>> begin RECORDS FOR THIS EXERCISE

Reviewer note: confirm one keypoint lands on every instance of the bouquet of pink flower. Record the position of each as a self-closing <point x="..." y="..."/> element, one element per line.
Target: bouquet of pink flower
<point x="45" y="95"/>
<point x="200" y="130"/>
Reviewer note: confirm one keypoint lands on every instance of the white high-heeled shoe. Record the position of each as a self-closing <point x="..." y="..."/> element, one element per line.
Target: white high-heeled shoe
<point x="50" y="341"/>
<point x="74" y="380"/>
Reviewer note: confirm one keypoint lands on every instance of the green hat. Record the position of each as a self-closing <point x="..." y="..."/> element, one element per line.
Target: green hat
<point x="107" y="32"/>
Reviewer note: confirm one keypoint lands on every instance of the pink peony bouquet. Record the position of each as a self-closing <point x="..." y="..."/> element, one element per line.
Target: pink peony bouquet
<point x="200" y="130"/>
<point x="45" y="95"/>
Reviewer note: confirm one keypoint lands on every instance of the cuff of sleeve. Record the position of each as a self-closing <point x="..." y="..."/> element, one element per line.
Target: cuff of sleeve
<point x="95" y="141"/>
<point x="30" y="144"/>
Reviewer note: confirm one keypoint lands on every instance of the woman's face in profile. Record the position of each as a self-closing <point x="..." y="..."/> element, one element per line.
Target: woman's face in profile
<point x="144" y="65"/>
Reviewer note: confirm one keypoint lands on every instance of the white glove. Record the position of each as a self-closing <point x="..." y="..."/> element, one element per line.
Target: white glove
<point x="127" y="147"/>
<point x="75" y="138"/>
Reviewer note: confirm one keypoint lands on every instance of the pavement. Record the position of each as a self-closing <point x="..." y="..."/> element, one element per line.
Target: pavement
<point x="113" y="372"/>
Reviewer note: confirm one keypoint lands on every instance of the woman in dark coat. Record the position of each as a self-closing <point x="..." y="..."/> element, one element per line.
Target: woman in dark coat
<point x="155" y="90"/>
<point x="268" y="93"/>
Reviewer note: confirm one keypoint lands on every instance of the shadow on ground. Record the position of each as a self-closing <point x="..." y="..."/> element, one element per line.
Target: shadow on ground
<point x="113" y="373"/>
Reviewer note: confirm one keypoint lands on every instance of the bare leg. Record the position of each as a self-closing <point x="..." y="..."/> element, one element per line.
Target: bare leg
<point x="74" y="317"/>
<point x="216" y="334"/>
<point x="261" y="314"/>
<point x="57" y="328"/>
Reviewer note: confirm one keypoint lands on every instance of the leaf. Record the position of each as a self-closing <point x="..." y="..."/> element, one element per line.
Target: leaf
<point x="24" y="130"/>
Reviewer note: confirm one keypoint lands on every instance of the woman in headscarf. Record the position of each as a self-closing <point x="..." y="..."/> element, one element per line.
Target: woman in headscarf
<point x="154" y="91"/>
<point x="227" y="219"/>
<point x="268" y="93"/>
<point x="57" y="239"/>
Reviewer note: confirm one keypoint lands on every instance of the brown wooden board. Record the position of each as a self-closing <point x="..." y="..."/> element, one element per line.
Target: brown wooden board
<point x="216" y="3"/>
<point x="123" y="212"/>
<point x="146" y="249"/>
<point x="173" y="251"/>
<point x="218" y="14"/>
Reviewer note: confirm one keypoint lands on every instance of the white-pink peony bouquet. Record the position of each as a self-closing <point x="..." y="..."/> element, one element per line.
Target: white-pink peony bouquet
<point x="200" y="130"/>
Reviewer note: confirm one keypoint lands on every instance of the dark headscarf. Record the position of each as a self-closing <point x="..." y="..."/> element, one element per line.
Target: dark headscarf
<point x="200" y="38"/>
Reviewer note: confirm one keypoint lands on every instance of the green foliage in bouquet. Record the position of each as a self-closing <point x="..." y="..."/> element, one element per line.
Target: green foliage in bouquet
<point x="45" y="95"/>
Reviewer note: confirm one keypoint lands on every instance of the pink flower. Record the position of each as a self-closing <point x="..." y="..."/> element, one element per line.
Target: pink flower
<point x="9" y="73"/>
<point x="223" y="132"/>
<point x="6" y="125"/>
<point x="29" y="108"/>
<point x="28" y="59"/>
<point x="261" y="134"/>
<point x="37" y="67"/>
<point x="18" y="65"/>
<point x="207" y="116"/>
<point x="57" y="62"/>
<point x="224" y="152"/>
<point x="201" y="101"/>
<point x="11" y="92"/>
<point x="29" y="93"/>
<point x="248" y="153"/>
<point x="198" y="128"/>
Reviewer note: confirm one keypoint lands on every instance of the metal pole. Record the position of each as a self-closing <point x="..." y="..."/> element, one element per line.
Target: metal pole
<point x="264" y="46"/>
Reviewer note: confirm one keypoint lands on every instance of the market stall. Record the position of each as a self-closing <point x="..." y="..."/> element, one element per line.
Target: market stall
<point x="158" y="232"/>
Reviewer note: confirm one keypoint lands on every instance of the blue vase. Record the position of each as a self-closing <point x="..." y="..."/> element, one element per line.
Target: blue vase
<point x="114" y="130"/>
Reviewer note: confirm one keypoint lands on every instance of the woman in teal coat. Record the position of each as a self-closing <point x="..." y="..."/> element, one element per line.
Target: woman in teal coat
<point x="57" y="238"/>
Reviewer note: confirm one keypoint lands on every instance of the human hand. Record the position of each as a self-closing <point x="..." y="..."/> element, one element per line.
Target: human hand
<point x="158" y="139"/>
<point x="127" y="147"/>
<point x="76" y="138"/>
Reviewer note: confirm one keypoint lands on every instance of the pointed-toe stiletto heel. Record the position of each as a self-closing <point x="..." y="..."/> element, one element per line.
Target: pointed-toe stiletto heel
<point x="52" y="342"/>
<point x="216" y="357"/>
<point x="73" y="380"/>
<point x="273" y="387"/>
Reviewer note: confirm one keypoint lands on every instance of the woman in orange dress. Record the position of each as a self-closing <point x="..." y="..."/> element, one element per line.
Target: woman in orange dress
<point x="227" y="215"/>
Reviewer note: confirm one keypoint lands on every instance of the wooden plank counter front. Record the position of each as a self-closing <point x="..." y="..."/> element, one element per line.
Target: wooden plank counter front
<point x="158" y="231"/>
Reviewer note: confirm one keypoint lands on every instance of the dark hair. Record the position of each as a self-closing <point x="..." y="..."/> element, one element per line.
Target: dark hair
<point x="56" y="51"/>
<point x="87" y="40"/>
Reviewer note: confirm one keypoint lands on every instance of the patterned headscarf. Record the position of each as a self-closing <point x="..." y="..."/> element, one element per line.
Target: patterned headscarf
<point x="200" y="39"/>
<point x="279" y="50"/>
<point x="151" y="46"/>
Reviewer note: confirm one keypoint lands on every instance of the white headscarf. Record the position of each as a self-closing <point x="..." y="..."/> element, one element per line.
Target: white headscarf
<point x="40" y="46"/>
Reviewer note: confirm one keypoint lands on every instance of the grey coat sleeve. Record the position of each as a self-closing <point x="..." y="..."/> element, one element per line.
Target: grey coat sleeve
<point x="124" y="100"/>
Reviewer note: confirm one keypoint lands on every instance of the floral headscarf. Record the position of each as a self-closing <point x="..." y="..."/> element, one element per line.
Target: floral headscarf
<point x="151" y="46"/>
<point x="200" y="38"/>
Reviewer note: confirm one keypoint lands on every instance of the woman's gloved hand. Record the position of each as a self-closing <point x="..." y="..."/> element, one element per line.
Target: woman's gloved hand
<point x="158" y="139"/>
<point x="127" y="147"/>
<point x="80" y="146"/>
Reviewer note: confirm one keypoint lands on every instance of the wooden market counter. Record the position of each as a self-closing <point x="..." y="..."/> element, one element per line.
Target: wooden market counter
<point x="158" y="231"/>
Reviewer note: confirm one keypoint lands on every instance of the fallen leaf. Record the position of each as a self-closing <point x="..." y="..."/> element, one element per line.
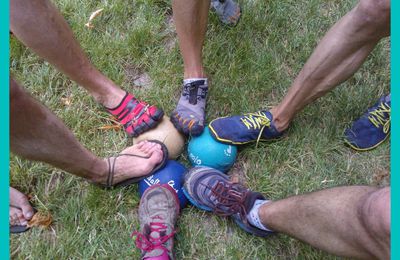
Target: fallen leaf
<point x="66" y="100"/>
<point x="92" y="16"/>
<point x="110" y="127"/>
<point x="41" y="219"/>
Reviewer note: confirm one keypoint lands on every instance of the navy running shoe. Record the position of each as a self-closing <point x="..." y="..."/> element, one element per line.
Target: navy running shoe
<point x="246" y="128"/>
<point x="211" y="190"/>
<point x="371" y="129"/>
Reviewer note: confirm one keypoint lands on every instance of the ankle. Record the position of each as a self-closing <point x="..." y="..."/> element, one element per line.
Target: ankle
<point x="281" y="123"/>
<point x="110" y="99"/>
<point x="194" y="73"/>
<point x="254" y="217"/>
<point x="98" y="171"/>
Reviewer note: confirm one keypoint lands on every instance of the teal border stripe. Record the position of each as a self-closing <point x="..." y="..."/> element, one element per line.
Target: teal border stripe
<point x="4" y="130"/>
<point x="395" y="139"/>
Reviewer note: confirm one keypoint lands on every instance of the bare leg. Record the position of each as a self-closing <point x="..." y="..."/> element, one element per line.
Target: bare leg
<point x="190" y="17"/>
<point x="337" y="57"/>
<point x="37" y="134"/>
<point x="40" y="26"/>
<point x="346" y="221"/>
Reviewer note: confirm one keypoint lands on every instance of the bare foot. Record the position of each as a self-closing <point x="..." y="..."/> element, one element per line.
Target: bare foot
<point x="127" y="167"/>
<point x="20" y="209"/>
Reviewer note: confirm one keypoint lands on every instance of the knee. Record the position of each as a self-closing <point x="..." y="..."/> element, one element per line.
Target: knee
<point x="374" y="14"/>
<point x="15" y="90"/>
<point x="375" y="217"/>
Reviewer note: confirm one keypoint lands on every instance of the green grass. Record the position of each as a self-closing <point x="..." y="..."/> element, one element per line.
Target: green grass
<point x="251" y="67"/>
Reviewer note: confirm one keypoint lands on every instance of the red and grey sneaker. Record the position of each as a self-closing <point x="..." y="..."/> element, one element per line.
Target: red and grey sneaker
<point x="158" y="213"/>
<point x="136" y="116"/>
<point x="211" y="190"/>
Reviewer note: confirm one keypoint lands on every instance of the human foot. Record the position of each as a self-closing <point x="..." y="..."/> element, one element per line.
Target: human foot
<point x="20" y="211"/>
<point x="211" y="190"/>
<point x="228" y="11"/>
<point x="189" y="115"/>
<point x="158" y="213"/>
<point x="372" y="128"/>
<point x="246" y="128"/>
<point x="134" y="163"/>
<point x="136" y="116"/>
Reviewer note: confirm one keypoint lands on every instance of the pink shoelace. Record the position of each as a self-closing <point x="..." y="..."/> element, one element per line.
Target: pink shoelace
<point x="150" y="243"/>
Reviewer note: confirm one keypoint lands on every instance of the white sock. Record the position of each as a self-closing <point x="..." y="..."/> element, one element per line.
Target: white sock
<point x="190" y="80"/>
<point x="253" y="216"/>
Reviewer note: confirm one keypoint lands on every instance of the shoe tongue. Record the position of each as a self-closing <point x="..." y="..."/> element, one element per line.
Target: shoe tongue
<point x="156" y="254"/>
<point x="155" y="235"/>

>> end RECORDS FOR THIS EXERCISE

-- TASK OBJECTIVE --
Copy the lines from the one containing "the human foot." through the end of the records, replacing "keypoint" with "marker" and changing nothing else.

-- TASK ANSWER --
Reviewer note: confirm one marker lands on every instance of the human foot. Record the position of each as a self-closing <point x="..." y="..."/> element, one element per line.
Target: human foot
<point x="20" y="211"/>
<point x="211" y="190"/>
<point x="228" y="11"/>
<point x="189" y="115"/>
<point x="158" y="213"/>
<point x="372" y="128"/>
<point x="246" y="128"/>
<point x="134" y="163"/>
<point x="136" y="116"/>
Reviewer note: confirm one marker lands on every instance of the pink shoelace. Record the position of each as a self-closing <point x="..." y="..."/> element, one element per line.
Target: pink shoelace
<point x="150" y="243"/>
Reviewer note: confirm one marker lands on every instance of the white sock. Record the position of each as a self-closing <point x="..." y="..."/> element, one element per line.
Target: white sock
<point x="190" y="80"/>
<point x="253" y="216"/>
Reviewer note: confirm one marker lands on every instance of the shoe tongue. Record the position of each as a self-closing <point x="..." y="..."/> element, one element per line.
Target: shoe tongue
<point x="156" y="254"/>
<point x="155" y="235"/>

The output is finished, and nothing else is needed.